Die Konföderation der Haudenosaunee war im Laufe ihrer Geschichte immer wieder radikalen Zerreissproben ausgesetzt. Der Kontakt mit den Eindringlingen aus Europa — Franzosen, Niederländer und Engländer — beeinflusste die ursprüngliche Lebensweise der indigenen Völker massiv. Neue Gebrauchsgegenstände aus Metall, Feuerwaffen, kapitalistisches Erwerbsdenken (Biberfellhandel!) und nicht zuletzt der Alkohol lockten. Die sich gegenseitig bekämpfenden weissen Nationen versuchten, mit den Indigenen Allianzen zu schmieden, um sich so die Vorherrschaft in den neuen Territorien zu sichern. Die Irokesen zeigten sich immer wieder bereit, den Neuankömmlingen Teile ihres Landes abzutreten.
Und sie zeigten sich bereit für eine friedliche Koexistenz:
Im Jahr 1711 baten Flüchtlinge aus dem heutigen Südwestdeutschland, die sogenannten Pfälzer, die Irokesenstammesmütter um die Erlaubnis, sich auf ihrem Land niederzulassen. Bis zum Frühjahr 1713 hatten etwa 150 pfälzische Familien Land von den Irokesen gepachtet. Die Irokesen lehrten die Palatiner den Anbau der “Three Sisters”, wie sie ihre Grundnahrungsmittel Bohnen, Mais und Kürbis nannten, und wo sie essbare Nüsse, Wurzeln und Beeren fanden. Im Gegenzug lehrten die Palatiner die Irokesen, wie man Weizen und Hafer anbaut und wie man eiserne Pflüge und Hacken in der Landwirtschaft einsetzt.
Dank des Geldes, das sie mit dem an die Palatiner verpachteten Land verdienten, gab die Irokesen-Elite das Leben in Langhäusern auf und begann, in Häusern im europäischen Stil zu wohnen, wobei sie über ein Einkommen verfügte, das dem einer englischen Mittelklassefamilie entsprach. In der Mitte des 18. Jahrhunderts war eine multikulturelle Welt entstanden, in der die Irokesen neben deutschen und schottisch-irischen Siedlern lebten. Die Siedlungen der Pfälzer vermischten sich mit den Dörfern der Irokesen. (Wikipedia, Iroquois)

**Bereitgestellte Daten**

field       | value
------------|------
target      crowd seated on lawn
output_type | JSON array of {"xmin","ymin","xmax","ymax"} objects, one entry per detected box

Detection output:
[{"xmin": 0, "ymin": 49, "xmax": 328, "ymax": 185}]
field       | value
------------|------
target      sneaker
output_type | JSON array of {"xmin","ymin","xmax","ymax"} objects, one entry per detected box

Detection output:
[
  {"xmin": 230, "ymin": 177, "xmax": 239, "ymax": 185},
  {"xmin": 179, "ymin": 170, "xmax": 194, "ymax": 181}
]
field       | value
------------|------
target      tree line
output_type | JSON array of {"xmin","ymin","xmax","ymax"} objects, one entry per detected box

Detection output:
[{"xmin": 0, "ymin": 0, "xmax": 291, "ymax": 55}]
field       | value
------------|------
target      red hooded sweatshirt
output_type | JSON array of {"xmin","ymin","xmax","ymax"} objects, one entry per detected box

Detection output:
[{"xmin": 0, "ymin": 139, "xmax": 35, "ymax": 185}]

==

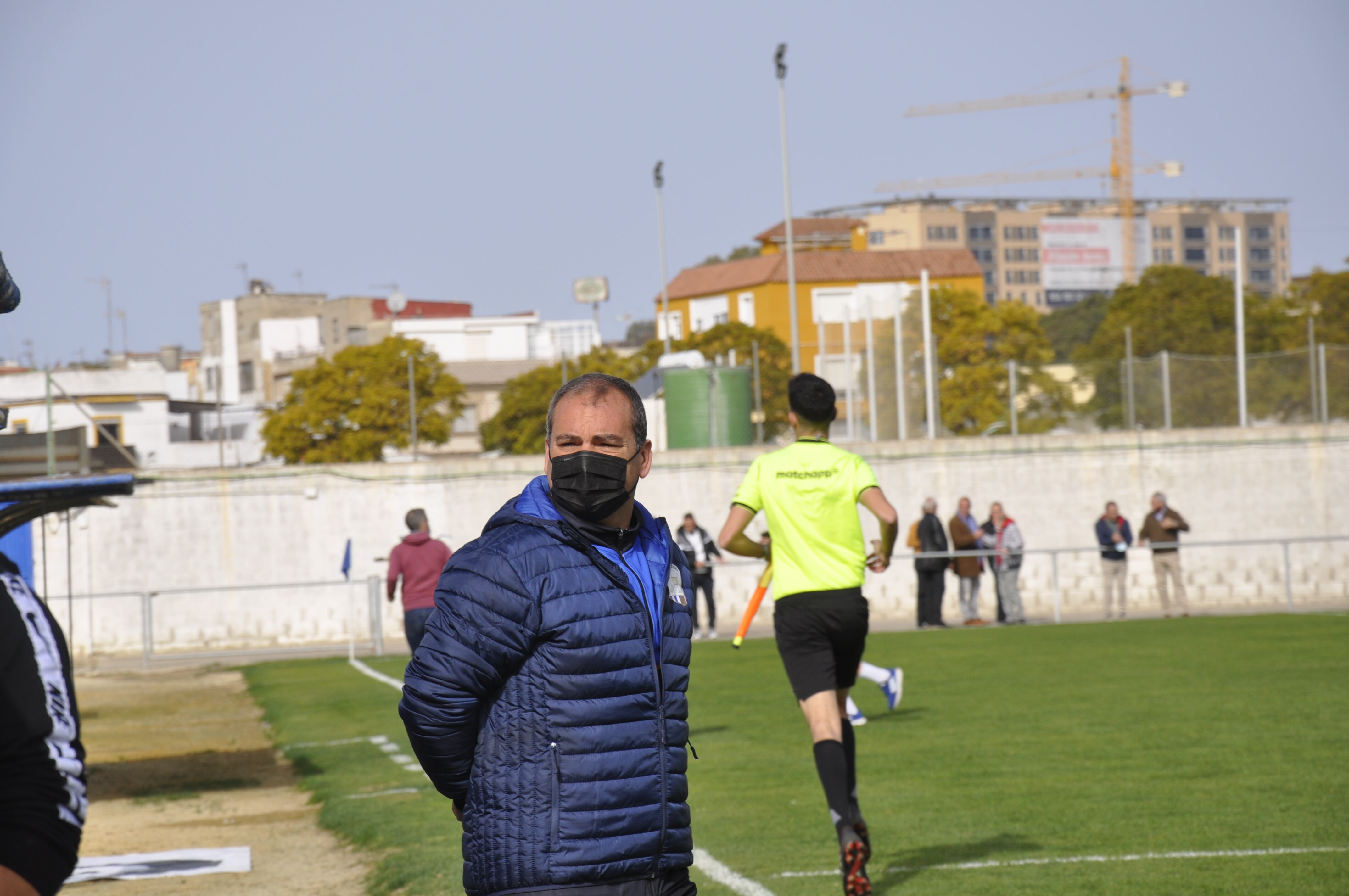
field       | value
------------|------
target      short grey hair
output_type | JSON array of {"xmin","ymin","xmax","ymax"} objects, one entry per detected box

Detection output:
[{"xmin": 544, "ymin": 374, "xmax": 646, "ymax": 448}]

* * *

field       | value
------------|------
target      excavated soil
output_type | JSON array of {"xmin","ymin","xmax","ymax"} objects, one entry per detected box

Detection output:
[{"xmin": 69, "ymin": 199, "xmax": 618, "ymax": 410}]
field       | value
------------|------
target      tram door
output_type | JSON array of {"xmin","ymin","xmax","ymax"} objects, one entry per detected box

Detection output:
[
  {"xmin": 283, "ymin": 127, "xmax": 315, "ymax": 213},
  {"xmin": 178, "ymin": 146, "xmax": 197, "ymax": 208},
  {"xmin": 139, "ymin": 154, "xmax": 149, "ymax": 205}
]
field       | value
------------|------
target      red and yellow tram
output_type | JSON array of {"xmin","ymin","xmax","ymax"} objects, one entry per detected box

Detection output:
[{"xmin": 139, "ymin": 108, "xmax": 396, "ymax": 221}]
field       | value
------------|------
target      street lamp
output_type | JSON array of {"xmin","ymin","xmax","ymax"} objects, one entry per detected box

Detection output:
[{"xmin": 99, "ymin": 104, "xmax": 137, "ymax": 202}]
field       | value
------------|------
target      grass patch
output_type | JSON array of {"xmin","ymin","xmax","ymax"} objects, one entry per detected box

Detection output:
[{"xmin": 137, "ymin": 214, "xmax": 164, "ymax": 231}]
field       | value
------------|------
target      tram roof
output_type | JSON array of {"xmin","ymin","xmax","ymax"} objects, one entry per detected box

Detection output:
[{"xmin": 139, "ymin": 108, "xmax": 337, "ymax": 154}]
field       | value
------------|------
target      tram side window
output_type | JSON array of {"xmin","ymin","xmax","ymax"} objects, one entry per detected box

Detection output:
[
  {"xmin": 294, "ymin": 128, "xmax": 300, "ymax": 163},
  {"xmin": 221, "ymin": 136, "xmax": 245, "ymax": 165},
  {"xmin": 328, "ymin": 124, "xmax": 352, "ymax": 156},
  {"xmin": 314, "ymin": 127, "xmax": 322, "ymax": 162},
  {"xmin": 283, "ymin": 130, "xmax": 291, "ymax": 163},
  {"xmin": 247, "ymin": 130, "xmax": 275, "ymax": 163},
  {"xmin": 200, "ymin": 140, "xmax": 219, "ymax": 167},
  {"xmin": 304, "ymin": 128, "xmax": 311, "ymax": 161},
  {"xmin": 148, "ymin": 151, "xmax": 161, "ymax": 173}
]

**Aufgabenstellung**
(A) Gib bitte aus dem Text über die Irokesen den Abschnitt von „Dank des Geldes, das“ bis einschließlich „Irokesen. (Wikipedia, Iroquois)“ wortgetreu aus.
(B) Beantworte anhand des Textes über die Irokesen:
(i) Welche drei europäischen Nationen werden als Eindringlinge genannt?
(ii) Wie viele pfälzische Familien hatten bis zum Frühjahr 1713 Land von den Irokesen gepachtet?
(iii) Wessen Einkommen entsprach das Einkommen der Irokesen-Elite?
(C) Setze den Text über die Irokesen im Anschluss an seinen letzten Satz fort.
Die Datensätze spielen hierfür keine Rolle.

**Lösungen**
(A)
Dank des Geldes, das sie mit dem an die Palatiner verpachteten Land verdienten, gab die Irokesen-Elite das Leben in Langhäusern auf und begann, in Häusern im europäischen Stil zu wohnen, wobei sie über ein Einkommen verfügte, das dem einer englischen Mittelklassefamilie entsprach. In der Mitte des 18. Jahrhunderts war eine multikulturelle Welt entstanden, in der die Irokesen neben deutschen und schottisch-irischen Siedlern lebten. Die Siedlungen der Pfälzer vermischten sich mit den Dörfern der Irokesen. (Wikipedia, Iroquois)

(B)
(i) Franzosen, Niederländer und Engländer
(ii) Etwa 150
(iii) Dem einer englischen Mittelklassefamilie

(C)
Doch der Landhunger der Weissen war unersättlich, was immer wieder zu neuen Spannungen führte. Inzwischen hatten sich auch diverse Kolonien entwickelt, die mehr und mehr Unabhhängigkeitsgelüste von der englischen Krone zeigten. Der sich anbahnende Konflikt zwischen dem englischen Mutterland und den amerikanischen Kolonisten führte zu einer Spaltung, an der die Irokesen-Konföderation beinahe zerbrechen sollte. Eigentlich wollte diese sich angesichts der sich zuspitzenden Auseinandersetzung zwischen England und den Kolonien neutral verhalten, aber es
war es eine unmögliche Aufgabe, die Neutralität aufrechtzuerhalten. Ihre Volkswirtschaften und ihr Leben waren in Bezug auf den Handel mit Gütern und Leistungen so abhängig voneinander geworden, dass es unmöglich war, den Konflikt zu ignorieren. Gleichzeitig mussten sie versuchen, ein Gleichgewicht zwischen ihren Beziehungen zu beiden Gruppen herzustellen. Sie wollten nicht den Eindruck erwecken, dass sie eine Gruppe gegenüber der anderen bevorzugen, um nicht Eifersucht und Misstrauen auf beiden Seiten zu wecken. Außerdem hatten die Engländer im Laufe der Jahre viele Vereinbarungen mit den Sechs Nationen getroffen, während die Irokesen im Alltag hauptsächlich mit den Kolonisten zu tun hatten.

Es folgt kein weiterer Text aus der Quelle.